*Set task:* Copy out the material below with every instance of "Query" swapped for "Target", leaving everything else unchanged.
═══
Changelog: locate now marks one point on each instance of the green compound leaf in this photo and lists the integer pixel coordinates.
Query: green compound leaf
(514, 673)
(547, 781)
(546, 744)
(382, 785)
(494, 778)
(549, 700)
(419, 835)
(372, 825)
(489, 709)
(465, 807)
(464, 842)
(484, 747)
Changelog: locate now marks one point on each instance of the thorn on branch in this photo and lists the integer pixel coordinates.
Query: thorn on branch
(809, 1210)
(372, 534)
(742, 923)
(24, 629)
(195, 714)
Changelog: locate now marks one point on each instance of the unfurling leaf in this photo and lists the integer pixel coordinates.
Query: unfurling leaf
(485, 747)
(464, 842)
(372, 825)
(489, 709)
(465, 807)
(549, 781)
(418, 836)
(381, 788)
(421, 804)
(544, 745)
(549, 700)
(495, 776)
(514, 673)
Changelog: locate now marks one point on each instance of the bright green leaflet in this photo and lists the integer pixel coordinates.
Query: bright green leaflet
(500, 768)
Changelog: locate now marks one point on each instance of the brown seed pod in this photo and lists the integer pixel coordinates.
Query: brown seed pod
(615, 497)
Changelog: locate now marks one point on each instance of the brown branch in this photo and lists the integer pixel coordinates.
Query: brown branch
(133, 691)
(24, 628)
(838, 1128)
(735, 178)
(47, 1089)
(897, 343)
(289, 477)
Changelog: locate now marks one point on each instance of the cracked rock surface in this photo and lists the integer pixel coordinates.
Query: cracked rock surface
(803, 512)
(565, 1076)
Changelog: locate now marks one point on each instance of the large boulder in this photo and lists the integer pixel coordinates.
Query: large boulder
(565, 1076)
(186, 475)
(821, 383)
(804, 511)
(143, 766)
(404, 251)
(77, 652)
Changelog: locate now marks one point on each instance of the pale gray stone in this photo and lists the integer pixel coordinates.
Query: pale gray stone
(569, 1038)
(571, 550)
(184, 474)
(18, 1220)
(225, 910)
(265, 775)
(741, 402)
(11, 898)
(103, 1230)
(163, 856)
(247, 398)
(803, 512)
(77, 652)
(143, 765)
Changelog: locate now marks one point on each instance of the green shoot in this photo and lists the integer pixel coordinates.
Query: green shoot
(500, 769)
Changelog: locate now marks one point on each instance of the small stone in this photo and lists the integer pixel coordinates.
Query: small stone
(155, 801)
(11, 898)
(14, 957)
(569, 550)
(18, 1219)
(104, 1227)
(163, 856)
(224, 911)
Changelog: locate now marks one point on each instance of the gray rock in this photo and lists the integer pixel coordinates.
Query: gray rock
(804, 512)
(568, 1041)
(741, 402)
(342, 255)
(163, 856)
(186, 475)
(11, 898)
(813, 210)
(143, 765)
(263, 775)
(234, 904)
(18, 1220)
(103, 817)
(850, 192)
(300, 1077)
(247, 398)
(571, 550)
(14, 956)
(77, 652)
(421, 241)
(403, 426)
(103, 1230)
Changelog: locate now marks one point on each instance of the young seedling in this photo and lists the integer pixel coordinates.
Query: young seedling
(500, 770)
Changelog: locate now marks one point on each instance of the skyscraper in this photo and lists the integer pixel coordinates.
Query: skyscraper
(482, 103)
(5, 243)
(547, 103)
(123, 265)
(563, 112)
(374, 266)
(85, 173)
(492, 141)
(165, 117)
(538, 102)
═══
*Final result:*
Changelog: locate now marks one point on each instance of the green compound leaf in this photo and lists the integer pixel coordinates.
Target: green compound leaf
(514, 673)
(547, 781)
(546, 744)
(382, 785)
(494, 778)
(549, 700)
(419, 835)
(372, 825)
(489, 709)
(465, 807)
(464, 842)
(484, 747)
Changelog: locate now marks one point on each instance of the thorn on branch in this photo and lists the integer pixel coordinates.
Target: thorn on branch
(809, 1210)
(372, 534)
(742, 923)
(24, 629)
(195, 714)
Changelog: locate now marks one point on each instance of the unfurling leaf in this photo and lists the integer pixel coordinates.
Target: unfurling leaf
(485, 747)
(464, 842)
(372, 825)
(489, 709)
(465, 807)
(549, 781)
(418, 836)
(381, 788)
(421, 804)
(544, 745)
(549, 700)
(495, 776)
(514, 673)
Changelog: locate now marks one point on each instance of the bright green leaflet in this photo and lists the integer pixel coordinates.
Target: bright green leaflet
(500, 768)
Changelog: locate now marks one point on each instance of the brown seed pod in this photo and lists the integer pixel coordinates.
Target: brown seed pod
(615, 497)
Changelog: locate now marks one point on each instance of the brown branch in this photo and lists the integer pixel coordinates.
Target: brown branch
(133, 691)
(24, 628)
(838, 1128)
(735, 178)
(47, 1089)
(897, 343)
(289, 477)
Changelog: locate now marks one point on each instance of the cracked rock surface in this photo and lists the integer pixel coordinates.
Target: cracked rock surface
(803, 512)
(565, 1076)
Changelog: locate now marks one point on each instance of the large boulder in this photo and lists the integer pixel coordinates.
Target: large boulder
(565, 1076)
(186, 475)
(821, 383)
(804, 511)
(143, 766)
(404, 251)
(77, 652)
Changelog: locate now marks one point on each instance of the pale gray stone in this photo and lists the integer pixel coordinates.
Target: pale gray stone
(569, 1038)
(571, 550)
(184, 474)
(18, 1220)
(225, 910)
(265, 775)
(741, 402)
(11, 898)
(103, 1230)
(163, 856)
(247, 398)
(803, 512)
(77, 652)
(143, 765)
Changelog: locate now marks one point on each instance of the green shoot in this photo and lists the integer pixel coordinates.
Target: green shoot
(500, 769)
Changelog: locate now marks one point on each instance of the small stone in this photo and lists the integer pixel coordinates.
Target: small stone
(155, 801)
(11, 898)
(14, 957)
(569, 550)
(18, 1219)
(104, 1227)
(163, 856)
(224, 911)
Changelog: locate now marks one point on each instance of the gray rock in this photo and lists the integer pixel coordinates.
Target: gray rock
(804, 512)
(568, 1041)
(741, 402)
(342, 255)
(163, 856)
(186, 475)
(11, 898)
(813, 210)
(143, 765)
(263, 775)
(234, 904)
(18, 1220)
(103, 817)
(850, 192)
(300, 1077)
(247, 398)
(571, 550)
(14, 956)
(77, 652)
(421, 241)
(403, 426)
(103, 1230)
Changelog: locate now marks one point on each instance of the young seedling in this photo and lists the integer pixel coordinates.
Target: young seedling
(500, 770)
Changelog: locate now marks one point on each instance of the skyscraper in this photo and lists the integer pixel coordinates.
Target: skyscraper
(482, 103)
(5, 243)
(547, 103)
(123, 265)
(563, 112)
(374, 266)
(85, 173)
(492, 141)
(165, 117)
(538, 102)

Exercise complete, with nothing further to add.